Output all of the data below exactly as given.
•••
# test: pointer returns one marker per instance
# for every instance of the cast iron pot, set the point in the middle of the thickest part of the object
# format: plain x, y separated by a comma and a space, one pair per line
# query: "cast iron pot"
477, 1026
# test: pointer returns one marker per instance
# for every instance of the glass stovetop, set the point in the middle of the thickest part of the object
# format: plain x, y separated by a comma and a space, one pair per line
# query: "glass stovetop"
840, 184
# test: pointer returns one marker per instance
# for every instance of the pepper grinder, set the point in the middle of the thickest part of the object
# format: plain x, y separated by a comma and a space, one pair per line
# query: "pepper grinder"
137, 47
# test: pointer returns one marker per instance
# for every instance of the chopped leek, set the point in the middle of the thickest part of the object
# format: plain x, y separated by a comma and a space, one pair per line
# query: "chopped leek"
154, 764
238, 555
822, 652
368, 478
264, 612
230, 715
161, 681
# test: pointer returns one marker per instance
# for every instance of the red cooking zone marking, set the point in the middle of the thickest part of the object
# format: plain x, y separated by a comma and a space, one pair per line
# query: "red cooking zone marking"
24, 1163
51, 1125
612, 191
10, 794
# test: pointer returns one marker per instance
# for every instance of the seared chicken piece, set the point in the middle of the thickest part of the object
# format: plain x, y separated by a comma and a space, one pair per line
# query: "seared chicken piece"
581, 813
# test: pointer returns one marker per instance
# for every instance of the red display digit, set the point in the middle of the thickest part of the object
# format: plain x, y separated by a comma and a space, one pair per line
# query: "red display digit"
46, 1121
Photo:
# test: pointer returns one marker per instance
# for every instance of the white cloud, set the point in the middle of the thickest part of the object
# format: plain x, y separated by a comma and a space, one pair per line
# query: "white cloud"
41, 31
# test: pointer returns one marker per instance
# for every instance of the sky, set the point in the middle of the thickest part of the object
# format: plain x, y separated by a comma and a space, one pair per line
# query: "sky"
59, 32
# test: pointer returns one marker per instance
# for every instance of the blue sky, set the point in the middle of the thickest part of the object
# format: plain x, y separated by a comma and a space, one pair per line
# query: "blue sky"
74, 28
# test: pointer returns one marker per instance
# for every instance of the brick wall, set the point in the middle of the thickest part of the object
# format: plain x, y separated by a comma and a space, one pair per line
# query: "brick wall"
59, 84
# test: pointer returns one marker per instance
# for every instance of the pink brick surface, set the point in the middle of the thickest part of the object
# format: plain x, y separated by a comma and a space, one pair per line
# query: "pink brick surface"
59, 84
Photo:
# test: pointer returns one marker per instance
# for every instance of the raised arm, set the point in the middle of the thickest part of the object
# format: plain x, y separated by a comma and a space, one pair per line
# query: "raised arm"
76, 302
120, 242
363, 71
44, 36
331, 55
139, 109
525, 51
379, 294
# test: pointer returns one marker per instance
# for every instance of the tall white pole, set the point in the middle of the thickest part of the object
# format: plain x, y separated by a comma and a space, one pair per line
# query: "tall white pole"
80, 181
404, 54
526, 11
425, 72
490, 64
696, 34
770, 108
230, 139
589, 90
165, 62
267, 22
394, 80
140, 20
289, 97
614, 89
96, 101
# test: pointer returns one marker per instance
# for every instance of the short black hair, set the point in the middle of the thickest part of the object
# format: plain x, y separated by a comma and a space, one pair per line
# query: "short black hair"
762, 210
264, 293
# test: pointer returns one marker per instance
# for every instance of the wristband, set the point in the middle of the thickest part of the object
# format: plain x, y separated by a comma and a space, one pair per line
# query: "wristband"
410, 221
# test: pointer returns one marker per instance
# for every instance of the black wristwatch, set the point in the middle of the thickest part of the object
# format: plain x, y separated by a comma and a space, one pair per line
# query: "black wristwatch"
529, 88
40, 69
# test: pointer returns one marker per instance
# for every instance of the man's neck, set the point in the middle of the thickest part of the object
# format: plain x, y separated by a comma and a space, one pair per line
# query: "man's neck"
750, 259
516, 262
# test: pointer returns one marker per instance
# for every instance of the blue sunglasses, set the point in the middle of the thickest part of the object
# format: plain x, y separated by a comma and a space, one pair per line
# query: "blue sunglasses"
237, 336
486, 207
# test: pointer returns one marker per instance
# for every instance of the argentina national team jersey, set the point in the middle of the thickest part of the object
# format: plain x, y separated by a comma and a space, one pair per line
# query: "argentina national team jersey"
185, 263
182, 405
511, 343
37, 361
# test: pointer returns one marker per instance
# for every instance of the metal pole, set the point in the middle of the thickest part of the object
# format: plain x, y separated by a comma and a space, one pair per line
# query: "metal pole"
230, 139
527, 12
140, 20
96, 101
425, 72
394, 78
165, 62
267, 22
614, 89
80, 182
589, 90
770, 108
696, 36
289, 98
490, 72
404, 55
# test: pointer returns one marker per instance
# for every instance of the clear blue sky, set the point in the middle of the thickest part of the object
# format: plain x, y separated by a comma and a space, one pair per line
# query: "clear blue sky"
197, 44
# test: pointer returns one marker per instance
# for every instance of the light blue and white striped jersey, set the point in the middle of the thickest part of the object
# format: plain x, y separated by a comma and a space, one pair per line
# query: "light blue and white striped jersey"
•••
**EXERCISE OUTPUT:**
# test: pointer returns one marker per instance
# for every instance of the cast iron pot, set the point in the middle of the thickest part of the object
# format: plain x, y separated by a comma and a space, one pair per line
# query: "cast iron pot"
477, 1026
# test: pointer returns one marker per instance
# for every instance of the glass stovetop, set the point in the middle of the thickest part of the object
# format: plain x, y separated by a comma and a space, one pair per line
# query: "glass stovetop"
840, 184
# test: pointer returns one marker per instance
# for every instance of the pepper grinder, set the point in the middle of the thickest part of the object
# format: plain x, y separated by a comma and a space, one pair per line
# query: "pepper grinder"
137, 47
# test: pointer returns one marker per instance
# for every instance of the chopped leek, set the point in the middle of the thickest part of the object
# format: plain x, y separated by a comma and a space, one pair per line
# query: "chopped leek"
154, 764
238, 555
822, 652
368, 478
264, 612
230, 715
161, 681
# test: pointer returns one marker per instance
# for every instance of the red cooking zone marking, set the point in the middle of the thickest part of the object
# format: plain x, y separated by a comma and a space, one pair per line
# query: "red cooking zone marking"
24, 1163
51, 1125
612, 191
10, 794
# test: pointer returns one marker per instance
# for every instance of the seared chicken piece, set the point in the middle of the thickest part of the object
# format: plain x, y separated by a comma and a space, one pair per line
# query: "seared chicken piece"
581, 813
# test: pointer returns one marker per instance
# for every instance of the red display digit, set the point in the middle of the thickest part of the object
# format: plain x, y separated by a comma and a space, one pair per line
# query: "red display digit"
46, 1121
Photo:
# test: pointer returns one marker per instance
# for every instance of the white cloud, set the point in the middle of the thickest part of the object
# format: plain x, y separated by a comma and a space, one pair per line
# query: "white cloud"
41, 31
# test: pointer returns one marker per instance
# for every instance of the sky, set the point in the middle of the thickest part of the object
# format: plain x, y separated by a comma and a space, one pair per line
# query: "sky"
59, 32
# test: pointer returns one marker per instance
# for every instance of the blue sky, set the point in the middle of the thickest part of the object
# format: plain x, y separated by a comma and a space, one pair per line
# query: "blue sky"
74, 28
# test: pointer returns one marker per instance
# for every instance of the brick wall, set the point in the middle of the thickest part of the object
# format: plain x, y separated by a comma and a space, one pair per line
# query: "brick wall"
59, 84
# test: pointer returns one marker per instance
# for every instance of the pink brick surface, set the point in the middle of the thickest part of the object
# format: plain x, y separated by a comma and a space, one pair per line
# query: "pink brick surface"
59, 84
Photo:
# test: pointer returns one marker per instance
# for every instance of the raised arm, set the point in the middle of the thickest part of the object
# format: plain x, y separated by a comma and a space, one pair per line
# query: "raised arm"
76, 302
120, 242
363, 71
44, 36
331, 55
139, 109
525, 51
379, 294
# test: pointer returns one marker per instance
# for every instance of the tall white pole, set the point in the middle of the thickest part of the object
# format: plain x, y separated by a comma and a space, one pair per line
# query: "tall white pole"
80, 181
404, 54
526, 11
425, 72
490, 64
696, 34
770, 108
230, 139
589, 90
165, 62
267, 22
394, 80
140, 20
289, 97
614, 89
96, 101
# test: pointer returns one marker per instance
# for every instance of the short black hair, set the point in the middle of the thickest part of the object
# format: plain x, y separated by a comma and a space, one pair per line
# query: "short black hair"
762, 210
264, 293
# test: pointer returns one marker per instance
# for every instance of the wristband, set the point in the middle of the thickest part of the object
# format: plain x, y separated by a comma and a space, one pair per line
# query: "wristband"
410, 221
# test: pointer returns one marker per instance
# for every instance of the black wristwatch, set the point in the middle of the thickest part of the object
# format: plain x, y separated by a comma and a space, one pair per line
# query: "black wristwatch"
529, 88
40, 69
# test: pointer returns one marker per instance
# for every instance of the man's neck, set the point in the middle of the thickest part of the object
# format: plain x, y separated by a comma and a space, one pair per line
# query: "man's neck"
750, 259
516, 262
# test: pointer returns one marker per instance
# for every instance of the blue sunglasses, set the point in the middle of the thickest part of the object
# format: plain x, y separated by a comma and a space, one pair per line
# query: "blue sunglasses"
237, 336
486, 207
# test: pointer returns one marker per instance
# for every instance of the argentina national team jersey, set the point in the middle of the thickest part of the object
# format: plain x, y separated by a comma and a space, one pair per line
# query: "argentina national team jersey"
185, 263
182, 405
511, 343
37, 361
# test: pointer returns one marker per instance
# for every instance of the metal pole, set the point in the middle of the thickest part of the object
# format: plain x, y separated by a comma and a space, one pair per line
# query: "metal pole"
230, 139
527, 12
140, 20
96, 101
425, 72
394, 78
165, 62
267, 22
614, 89
80, 182
589, 90
770, 108
696, 36
289, 98
490, 72
404, 55
# test: pointer returns one marker per instance
# for every instance of the clear blue sky, set the point in the middle of the thickest part of the object
# format: plain x, y separated by a comma and a space, one pair per line
# query: "clear blue sky"
197, 44
# test: pointer returns one marker per instance
# for every instance of the light blue and white striped jersey, set the point in the middle of the thickest part of the object
# format: plain x, y separated by a comma and a space, one pair per line
# query: "light blue and white striped jersey"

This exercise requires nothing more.